### Instruction
Show every line of the listing below that contains the string "dark".

Dataset items
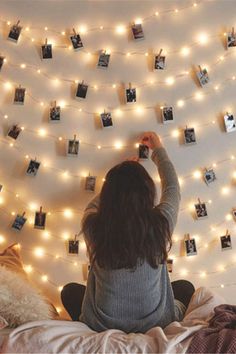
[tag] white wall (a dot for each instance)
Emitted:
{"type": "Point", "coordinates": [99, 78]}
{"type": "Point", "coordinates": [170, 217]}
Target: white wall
{"type": "Point", "coordinates": [171, 32]}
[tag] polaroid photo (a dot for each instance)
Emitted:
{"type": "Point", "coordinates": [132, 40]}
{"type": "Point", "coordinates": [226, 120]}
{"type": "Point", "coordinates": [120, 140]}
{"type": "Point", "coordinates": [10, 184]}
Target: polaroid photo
{"type": "Point", "coordinates": [73, 247]}
{"type": "Point", "coordinates": [106, 120]}
{"type": "Point", "coordinates": [189, 136]}
{"type": "Point", "coordinates": [55, 114]}
{"type": "Point", "coordinates": [201, 210]}
{"type": "Point", "coordinates": [19, 222]}
{"type": "Point", "coordinates": [33, 168]}
{"type": "Point", "coordinates": [190, 247]}
{"type": "Point", "coordinates": [47, 51]}
{"type": "Point", "coordinates": [76, 41]}
{"type": "Point", "coordinates": [73, 147]}
{"type": "Point", "coordinates": [14, 33]}
{"type": "Point", "coordinates": [209, 176]}
{"type": "Point", "coordinates": [230, 123]}
{"type": "Point", "coordinates": [226, 243]}
{"type": "Point", "coordinates": [90, 183]}
{"type": "Point", "coordinates": [19, 97]}
{"type": "Point", "coordinates": [81, 90]}
{"type": "Point", "coordinates": [40, 220]}
{"type": "Point", "coordinates": [1, 61]}
{"type": "Point", "coordinates": [159, 62]}
{"type": "Point", "coordinates": [203, 77]}
{"type": "Point", "coordinates": [169, 263]}
{"type": "Point", "coordinates": [14, 131]}
{"type": "Point", "coordinates": [143, 152]}
{"type": "Point", "coordinates": [167, 114]}
{"type": "Point", "coordinates": [103, 60]}
{"type": "Point", "coordinates": [131, 95]}
{"type": "Point", "coordinates": [137, 31]}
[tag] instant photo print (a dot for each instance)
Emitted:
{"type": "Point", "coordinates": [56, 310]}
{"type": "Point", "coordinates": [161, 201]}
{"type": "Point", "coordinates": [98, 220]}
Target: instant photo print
{"type": "Point", "coordinates": [14, 33]}
{"type": "Point", "coordinates": [106, 120]}
{"type": "Point", "coordinates": [189, 136]}
{"type": "Point", "coordinates": [190, 247]}
{"type": "Point", "coordinates": [19, 222]}
{"type": "Point", "coordinates": [167, 114]}
{"type": "Point", "coordinates": [201, 210]}
{"type": "Point", "coordinates": [19, 97]}
{"type": "Point", "coordinates": [90, 183]}
{"type": "Point", "coordinates": [73, 247]}
{"type": "Point", "coordinates": [230, 123]}
{"type": "Point", "coordinates": [103, 60]}
{"type": "Point", "coordinates": [137, 31]}
{"type": "Point", "coordinates": [14, 131]}
{"type": "Point", "coordinates": [226, 243]}
{"type": "Point", "coordinates": [143, 152]}
{"type": "Point", "coordinates": [81, 90]}
{"type": "Point", "coordinates": [33, 168]}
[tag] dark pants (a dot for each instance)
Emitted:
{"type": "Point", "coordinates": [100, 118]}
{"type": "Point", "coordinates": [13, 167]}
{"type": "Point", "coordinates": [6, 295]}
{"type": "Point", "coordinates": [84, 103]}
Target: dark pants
{"type": "Point", "coordinates": [72, 296]}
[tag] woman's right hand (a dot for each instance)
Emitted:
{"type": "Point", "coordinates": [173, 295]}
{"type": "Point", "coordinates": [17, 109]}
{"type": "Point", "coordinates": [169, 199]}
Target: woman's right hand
{"type": "Point", "coordinates": [151, 139]}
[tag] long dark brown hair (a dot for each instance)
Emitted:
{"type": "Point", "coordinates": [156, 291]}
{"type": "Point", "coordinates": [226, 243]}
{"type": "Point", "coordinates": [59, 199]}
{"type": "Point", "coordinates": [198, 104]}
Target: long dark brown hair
{"type": "Point", "coordinates": [127, 229]}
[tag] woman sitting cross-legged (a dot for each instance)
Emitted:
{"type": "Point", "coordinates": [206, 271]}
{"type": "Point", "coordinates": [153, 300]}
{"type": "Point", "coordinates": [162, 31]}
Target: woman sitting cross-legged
{"type": "Point", "coordinates": [128, 239]}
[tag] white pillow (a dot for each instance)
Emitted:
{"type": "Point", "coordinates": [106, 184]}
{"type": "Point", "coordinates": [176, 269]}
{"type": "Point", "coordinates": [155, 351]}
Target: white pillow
{"type": "Point", "coordinates": [20, 302]}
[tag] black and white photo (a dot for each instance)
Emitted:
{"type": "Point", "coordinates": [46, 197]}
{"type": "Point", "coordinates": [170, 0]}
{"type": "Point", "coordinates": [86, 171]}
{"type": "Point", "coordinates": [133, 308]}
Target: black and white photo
{"type": "Point", "coordinates": [81, 91]}
{"type": "Point", "coordinates": [14, 131]}
{"type": "Point", "coordinates": [33, 168]}
{"type": "Point", "coordinates": [19, 97]}
{"type": "Point", "coordinates": [143, 152]}
{"type": "Point", "coordinates": [226, 243]}
{"type": "Point", "coordinates": [230, 123]}
{"type": "Point", "coordinates": [90, 183]}
{"type": "Point", "coordinates": [106, 119]}
{"type": "Point", "coordinates": [19, 222]}
{"type": "Point", "coordinates": [137, 31]}
{"type": "Point", "coordinates": [167, 114]}
{"type": "Point", "coordinates": [190, 247]}
{"type": "Point", "coordinates": [189, 136]}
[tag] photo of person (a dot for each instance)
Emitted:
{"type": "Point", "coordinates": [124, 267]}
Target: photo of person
{"type": "Point", "coordinates": [106, 120]}
{"type": "Point", "coordinates": [231, 39]}
{"type": "Point", "coordinates": [14, 132]}
{"type": "Point", "coordinates": [1, 61]}
{"type": "Point", "coordinates": [137, 31]}
{"type": "Point", "coordinates": [169, 263]}
{"type": "Point", "coordinates": [103, 60]}
{"type": "Point", "coordinates": [209, 176]}
{"type": "Point", "coordinates": [81, 90]}
{"type": "Point", "coordinates": [230, 124]}
{"type": "Point", "coordinates": [14, 33]}
{"type": "Point", "coordinates": [143, 152]}
{"type": "Point", "coordinates": [226, 242]}
{"type": "Point", "coordinates": [189, 136]}
{"type": "Point", "coordinates": [19, 222]}
{"type": "Point", "coordinates": [167, 115]}
{"type": "Point", "coordinates": [90, 183]}
{"type": "Point", "coordinates": [202, 76]}
{"type": "Point", "coordinates": [19, 95]}
{"type": "Point", "coordinates": [130, 95]}
{"type": "Point", "coordinates": [201, 211]}
{"type": "Point", "coordinates": [55, 114]}
{"type": "Point", "coordinates": [190, 247]}
{"type": "Point", "coordinates": [33, 168]}
{"type": "Point", "coordinates": [40, 220]}
{"type": "Point", "coordinates": [73, 247]}
{"type": "Point", "coordinates": [73, 147]}
{"type": "Point", "coordinates": [76, 41]}
{"type": "Point", "coordinates": [47, 51]}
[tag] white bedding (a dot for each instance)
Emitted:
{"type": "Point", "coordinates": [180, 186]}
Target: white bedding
{"type": "Point", "coordinates": [75, 337]}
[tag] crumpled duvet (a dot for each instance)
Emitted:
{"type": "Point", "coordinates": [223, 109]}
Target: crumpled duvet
{"type": "Point", "coordinates": [75, 337]}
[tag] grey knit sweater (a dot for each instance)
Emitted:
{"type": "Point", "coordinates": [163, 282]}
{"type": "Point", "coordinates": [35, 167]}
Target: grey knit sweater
{"type": "Point", "coordinates": [136, 300]}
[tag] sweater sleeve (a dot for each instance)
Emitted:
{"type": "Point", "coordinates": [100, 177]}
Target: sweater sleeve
{"type": "Point", "coordinates": [170, 194]}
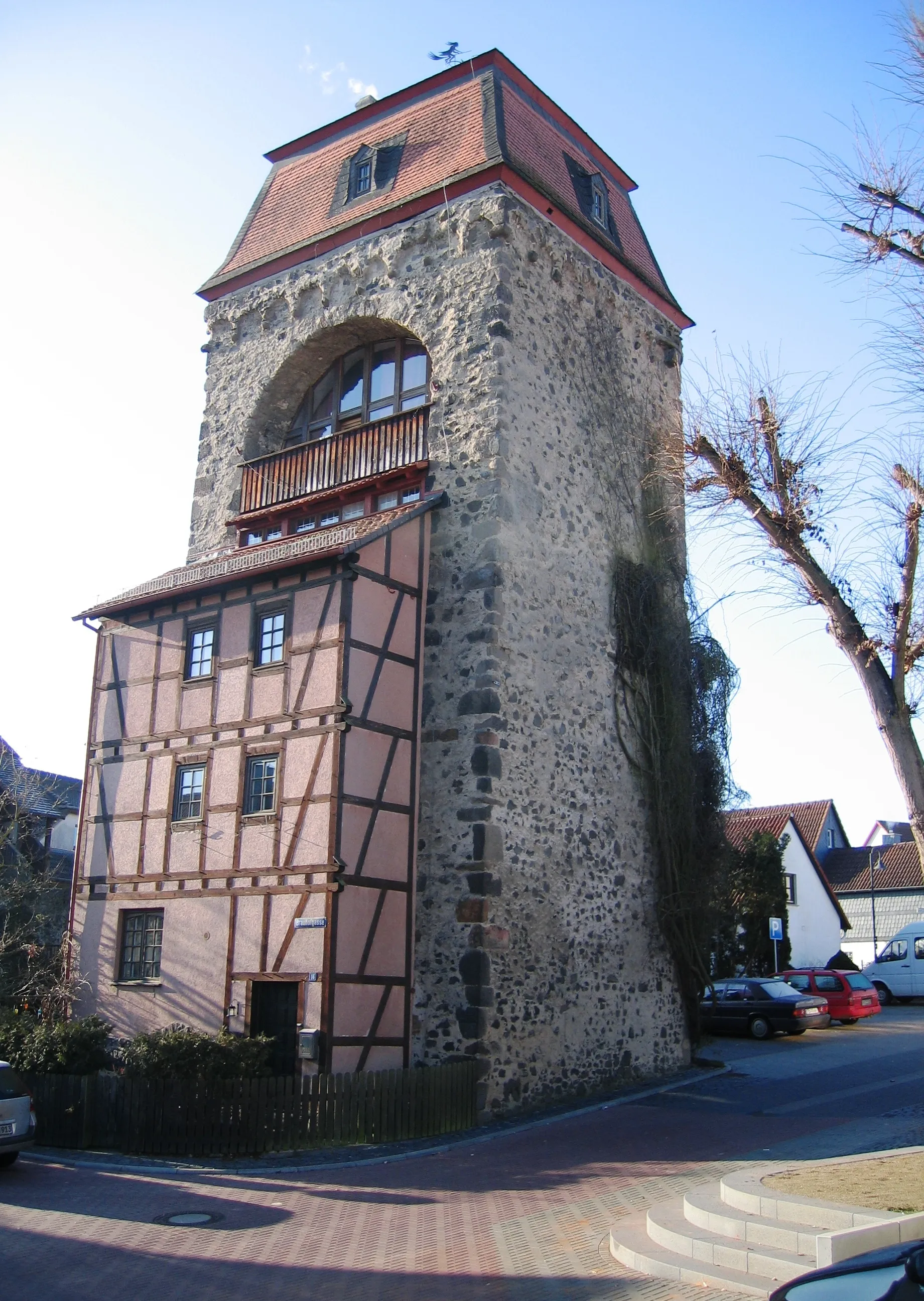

### Final result
[tag] dark pants (a dot for each instance)
Target: dark pants
[tag] long dark brown hair (a dot for each instance)
Target: long dark brown hair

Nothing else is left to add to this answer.